▶ [WHAT IS ASKED] Give the number of lines in the data that contain the word "leaf", matching case exactly. Reply with only the number.

▶ [DATA ENTRIES]
§ §

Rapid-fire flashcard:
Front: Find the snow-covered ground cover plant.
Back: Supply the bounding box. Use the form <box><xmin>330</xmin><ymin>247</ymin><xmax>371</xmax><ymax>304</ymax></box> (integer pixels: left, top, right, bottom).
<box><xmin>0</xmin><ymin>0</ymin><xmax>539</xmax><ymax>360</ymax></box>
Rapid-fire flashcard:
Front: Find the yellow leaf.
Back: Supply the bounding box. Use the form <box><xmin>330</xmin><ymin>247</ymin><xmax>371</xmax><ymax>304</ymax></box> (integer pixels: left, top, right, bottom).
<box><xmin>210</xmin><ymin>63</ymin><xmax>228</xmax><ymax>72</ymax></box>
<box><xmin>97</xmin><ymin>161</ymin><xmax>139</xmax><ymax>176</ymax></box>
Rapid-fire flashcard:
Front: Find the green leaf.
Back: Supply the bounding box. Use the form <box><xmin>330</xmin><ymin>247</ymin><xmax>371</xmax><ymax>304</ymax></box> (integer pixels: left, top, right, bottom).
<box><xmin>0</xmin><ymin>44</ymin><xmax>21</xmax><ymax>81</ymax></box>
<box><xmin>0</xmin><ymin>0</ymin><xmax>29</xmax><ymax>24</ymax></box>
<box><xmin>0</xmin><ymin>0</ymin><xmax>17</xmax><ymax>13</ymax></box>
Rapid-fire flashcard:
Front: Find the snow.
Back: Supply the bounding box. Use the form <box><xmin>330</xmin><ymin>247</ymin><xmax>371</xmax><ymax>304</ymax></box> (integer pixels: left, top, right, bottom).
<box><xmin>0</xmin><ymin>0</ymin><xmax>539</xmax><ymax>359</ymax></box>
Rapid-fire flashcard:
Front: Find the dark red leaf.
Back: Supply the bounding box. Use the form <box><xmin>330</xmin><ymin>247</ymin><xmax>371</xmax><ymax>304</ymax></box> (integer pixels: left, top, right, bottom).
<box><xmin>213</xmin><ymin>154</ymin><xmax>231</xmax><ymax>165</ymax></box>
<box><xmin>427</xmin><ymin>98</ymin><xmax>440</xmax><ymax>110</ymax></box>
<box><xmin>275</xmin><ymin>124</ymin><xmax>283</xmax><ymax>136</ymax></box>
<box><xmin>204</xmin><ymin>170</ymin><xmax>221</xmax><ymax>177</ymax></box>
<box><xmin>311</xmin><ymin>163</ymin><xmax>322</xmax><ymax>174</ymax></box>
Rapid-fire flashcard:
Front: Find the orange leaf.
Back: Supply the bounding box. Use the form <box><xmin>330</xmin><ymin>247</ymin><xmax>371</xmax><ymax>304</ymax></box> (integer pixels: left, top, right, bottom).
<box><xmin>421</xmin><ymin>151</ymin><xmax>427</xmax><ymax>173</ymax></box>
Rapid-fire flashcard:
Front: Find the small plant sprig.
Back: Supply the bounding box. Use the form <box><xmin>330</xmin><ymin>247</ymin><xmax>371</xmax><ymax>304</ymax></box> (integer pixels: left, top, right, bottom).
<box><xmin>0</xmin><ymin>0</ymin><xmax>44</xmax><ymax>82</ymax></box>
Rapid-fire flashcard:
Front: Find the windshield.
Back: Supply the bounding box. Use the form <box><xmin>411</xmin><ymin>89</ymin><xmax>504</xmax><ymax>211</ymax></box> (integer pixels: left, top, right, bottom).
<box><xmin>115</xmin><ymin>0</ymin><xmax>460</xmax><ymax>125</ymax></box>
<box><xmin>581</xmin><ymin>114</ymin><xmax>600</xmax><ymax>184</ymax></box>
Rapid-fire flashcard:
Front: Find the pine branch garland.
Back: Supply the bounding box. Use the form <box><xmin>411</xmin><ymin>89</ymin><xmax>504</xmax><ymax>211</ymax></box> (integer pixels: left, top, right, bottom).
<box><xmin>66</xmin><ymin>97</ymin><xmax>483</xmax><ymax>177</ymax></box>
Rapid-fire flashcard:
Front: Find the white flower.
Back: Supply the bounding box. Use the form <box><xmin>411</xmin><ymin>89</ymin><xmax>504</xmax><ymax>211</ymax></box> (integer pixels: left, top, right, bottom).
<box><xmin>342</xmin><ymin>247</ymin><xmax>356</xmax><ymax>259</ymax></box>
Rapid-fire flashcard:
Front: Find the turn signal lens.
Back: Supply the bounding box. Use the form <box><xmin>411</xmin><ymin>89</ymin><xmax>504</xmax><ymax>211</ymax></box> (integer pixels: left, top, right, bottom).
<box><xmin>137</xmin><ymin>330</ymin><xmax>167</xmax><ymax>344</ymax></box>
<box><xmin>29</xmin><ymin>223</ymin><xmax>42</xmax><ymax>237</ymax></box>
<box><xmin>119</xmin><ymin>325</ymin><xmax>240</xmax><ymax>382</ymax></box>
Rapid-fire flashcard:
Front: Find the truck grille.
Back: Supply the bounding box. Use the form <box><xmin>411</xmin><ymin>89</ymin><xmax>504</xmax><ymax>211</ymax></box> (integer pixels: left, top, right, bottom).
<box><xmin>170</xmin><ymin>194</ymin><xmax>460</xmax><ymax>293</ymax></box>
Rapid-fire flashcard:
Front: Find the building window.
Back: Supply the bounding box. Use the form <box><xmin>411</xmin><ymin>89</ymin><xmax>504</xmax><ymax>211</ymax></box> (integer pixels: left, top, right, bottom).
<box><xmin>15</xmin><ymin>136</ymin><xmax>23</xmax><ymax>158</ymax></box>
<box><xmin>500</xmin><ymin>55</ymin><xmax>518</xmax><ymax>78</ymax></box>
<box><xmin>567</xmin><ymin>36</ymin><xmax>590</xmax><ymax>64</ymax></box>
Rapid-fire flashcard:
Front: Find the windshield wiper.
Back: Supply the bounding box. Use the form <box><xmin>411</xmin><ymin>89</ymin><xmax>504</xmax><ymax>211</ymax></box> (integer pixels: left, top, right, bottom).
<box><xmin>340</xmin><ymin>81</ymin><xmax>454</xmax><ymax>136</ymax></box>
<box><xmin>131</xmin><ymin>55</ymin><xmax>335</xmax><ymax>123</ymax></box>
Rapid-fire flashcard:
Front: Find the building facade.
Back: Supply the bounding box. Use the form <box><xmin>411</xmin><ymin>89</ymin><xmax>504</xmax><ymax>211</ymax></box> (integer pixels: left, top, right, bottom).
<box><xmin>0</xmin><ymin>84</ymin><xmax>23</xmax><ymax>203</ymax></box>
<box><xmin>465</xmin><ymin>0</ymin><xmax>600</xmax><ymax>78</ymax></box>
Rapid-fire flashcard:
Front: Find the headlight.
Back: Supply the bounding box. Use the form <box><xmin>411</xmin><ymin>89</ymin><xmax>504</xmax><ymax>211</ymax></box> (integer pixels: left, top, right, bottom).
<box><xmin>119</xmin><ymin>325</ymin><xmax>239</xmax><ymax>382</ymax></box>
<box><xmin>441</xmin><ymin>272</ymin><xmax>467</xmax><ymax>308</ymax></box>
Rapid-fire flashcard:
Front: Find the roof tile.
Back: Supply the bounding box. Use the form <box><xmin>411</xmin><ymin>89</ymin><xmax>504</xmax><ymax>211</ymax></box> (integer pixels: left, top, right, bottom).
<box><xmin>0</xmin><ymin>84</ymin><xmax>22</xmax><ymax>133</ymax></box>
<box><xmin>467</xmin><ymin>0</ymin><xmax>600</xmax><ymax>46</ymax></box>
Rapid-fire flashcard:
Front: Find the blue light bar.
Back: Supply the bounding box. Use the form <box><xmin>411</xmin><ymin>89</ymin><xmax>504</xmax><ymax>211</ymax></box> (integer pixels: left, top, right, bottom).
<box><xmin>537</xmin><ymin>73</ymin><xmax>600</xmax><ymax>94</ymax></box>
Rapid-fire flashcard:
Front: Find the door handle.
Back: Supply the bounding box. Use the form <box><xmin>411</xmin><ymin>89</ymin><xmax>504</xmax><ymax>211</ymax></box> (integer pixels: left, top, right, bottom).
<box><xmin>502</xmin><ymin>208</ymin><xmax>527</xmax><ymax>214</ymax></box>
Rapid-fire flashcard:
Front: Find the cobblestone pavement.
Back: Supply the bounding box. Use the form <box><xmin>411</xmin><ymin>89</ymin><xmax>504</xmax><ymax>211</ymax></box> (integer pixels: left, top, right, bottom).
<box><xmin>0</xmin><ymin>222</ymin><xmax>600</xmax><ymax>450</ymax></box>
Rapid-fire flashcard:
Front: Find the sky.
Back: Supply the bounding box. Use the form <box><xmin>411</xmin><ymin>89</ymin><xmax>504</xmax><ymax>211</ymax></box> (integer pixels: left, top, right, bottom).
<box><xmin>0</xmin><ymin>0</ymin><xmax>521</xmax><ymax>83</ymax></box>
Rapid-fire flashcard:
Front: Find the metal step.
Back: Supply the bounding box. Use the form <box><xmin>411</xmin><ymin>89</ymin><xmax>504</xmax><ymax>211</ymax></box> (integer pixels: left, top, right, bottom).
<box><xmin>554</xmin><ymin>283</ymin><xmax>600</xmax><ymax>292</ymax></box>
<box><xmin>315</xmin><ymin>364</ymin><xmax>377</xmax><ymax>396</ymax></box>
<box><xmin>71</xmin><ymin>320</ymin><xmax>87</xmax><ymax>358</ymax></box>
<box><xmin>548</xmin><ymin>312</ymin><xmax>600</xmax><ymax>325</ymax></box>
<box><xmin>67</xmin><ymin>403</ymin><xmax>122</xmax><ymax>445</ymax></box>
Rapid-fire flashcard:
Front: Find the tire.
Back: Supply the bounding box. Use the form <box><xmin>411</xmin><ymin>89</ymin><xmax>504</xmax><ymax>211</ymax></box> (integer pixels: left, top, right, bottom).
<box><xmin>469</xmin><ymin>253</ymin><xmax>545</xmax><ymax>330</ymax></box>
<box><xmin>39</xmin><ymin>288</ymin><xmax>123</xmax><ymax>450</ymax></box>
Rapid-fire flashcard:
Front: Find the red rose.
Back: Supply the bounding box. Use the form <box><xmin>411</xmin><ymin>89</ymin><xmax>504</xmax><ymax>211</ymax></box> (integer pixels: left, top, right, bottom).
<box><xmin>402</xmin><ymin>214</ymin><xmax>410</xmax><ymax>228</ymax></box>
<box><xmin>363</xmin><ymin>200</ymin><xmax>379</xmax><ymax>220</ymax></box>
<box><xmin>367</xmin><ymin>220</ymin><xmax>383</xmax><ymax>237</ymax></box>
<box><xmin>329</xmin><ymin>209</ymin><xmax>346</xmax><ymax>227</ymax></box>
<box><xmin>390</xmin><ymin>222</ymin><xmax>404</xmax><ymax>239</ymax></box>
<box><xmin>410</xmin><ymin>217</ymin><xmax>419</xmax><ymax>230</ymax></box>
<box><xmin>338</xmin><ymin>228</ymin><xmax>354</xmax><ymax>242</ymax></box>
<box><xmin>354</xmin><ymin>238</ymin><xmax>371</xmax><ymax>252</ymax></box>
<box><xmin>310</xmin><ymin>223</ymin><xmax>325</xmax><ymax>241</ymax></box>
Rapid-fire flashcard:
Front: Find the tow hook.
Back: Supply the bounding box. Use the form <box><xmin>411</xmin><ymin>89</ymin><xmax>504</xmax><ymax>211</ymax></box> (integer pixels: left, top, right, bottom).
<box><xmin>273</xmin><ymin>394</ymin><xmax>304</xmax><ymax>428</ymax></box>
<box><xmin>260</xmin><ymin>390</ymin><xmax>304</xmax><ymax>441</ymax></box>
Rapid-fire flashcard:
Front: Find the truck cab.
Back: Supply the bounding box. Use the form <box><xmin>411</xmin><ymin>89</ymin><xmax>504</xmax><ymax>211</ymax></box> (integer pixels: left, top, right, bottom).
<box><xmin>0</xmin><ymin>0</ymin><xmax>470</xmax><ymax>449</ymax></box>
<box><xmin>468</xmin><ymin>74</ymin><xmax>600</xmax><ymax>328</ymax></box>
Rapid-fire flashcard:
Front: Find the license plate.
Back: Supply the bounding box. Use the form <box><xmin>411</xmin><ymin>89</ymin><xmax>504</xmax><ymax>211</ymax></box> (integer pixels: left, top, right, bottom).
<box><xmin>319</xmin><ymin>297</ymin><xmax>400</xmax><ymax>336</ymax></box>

§ §

▶ [WRITTEN SOLUTION] 4